### AIM
Copy out every line of the entries below with no changes at all.

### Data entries
* begin *
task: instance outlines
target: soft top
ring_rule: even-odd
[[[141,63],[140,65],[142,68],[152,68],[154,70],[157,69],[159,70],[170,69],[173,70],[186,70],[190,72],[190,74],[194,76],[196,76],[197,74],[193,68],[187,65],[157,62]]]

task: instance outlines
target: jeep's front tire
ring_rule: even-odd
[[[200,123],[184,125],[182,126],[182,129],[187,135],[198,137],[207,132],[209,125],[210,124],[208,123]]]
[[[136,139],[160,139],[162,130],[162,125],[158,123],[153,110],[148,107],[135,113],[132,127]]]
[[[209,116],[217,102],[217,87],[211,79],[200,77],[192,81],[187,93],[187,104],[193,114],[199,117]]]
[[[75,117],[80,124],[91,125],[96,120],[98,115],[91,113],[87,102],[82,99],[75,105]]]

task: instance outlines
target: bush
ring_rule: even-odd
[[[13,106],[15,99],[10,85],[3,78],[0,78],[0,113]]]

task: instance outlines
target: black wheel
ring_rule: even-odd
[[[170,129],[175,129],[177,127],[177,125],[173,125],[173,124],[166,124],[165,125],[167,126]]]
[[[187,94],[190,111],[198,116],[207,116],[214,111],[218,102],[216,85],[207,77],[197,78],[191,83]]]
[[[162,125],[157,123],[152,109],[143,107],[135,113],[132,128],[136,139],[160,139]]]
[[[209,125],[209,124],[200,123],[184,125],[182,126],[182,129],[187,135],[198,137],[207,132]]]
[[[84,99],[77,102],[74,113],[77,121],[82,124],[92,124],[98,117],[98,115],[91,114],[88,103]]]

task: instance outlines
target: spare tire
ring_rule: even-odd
* end *
### SOLUTION FOR THIS EXERCISE
task: instance outlines
target: soft top
ring_rule: even-odd
[[[141,63],[140,65],[142,68],[152,68],[154,70],[157,69],[159,70],[170,69],[173,70],[186,70],[190,72],[190,74],[194,76],[196,76],[197,74],[193,68],[187,65],[157,62]]]

task: instance outlines
target: jeep's front tire
ring_rule: even-odd
[[[200,123],[184,125],[182,126],[182,129],[187,135],[198,137],[207,132],[209,125],[210,124],[208,123]]]
[[[136,139],[160,139],[162,130],[162,125],[158,123],[153,110],[148,107],[135,113],[132,127]]]
[[[209,116],[217,102],[217,87],[211,79],[200,77],[192,81],[187,93],[187,104],[193,114],[199,117]]]
[[[75,117],[80,124],[91,125],[96,120],[98,115],[91,113],[87,102],[82,99],[75,105]]]

task: instance outlines
target: bush
ring_rule: even-odd
[[[13,106],[15,99],[10,85],[3,78],[0,78],[0,113]]]

task: instance outlines
target: black wheel
ring_rule: even-odd
[[[170,129],[175,129],[177,127],[177,125],[173,125],[173,124],[166,124],[165,125],[167,126]]]
[[[187,94],[190,111],[198,116],[207,116],[214,111],[218,102],[216,85],[207,77],[197,78],[191,83]]]
[[[162,125],[157,123],[152,109],[143,107],[135,113],[132,128],[136,139],[160,139]]]
[[[209,125],[209,124],[200,123],[184,125],[182,126],[182,129],[187,135],[198,137],[207,132]]]
[[[84,99],[77,102],[74,113],[77,121],[82,124],[92,124],[98,117],[98,115],[91,114],[88,103]]]

task: instance outlines
target: spare tire
ring_rule: even-odd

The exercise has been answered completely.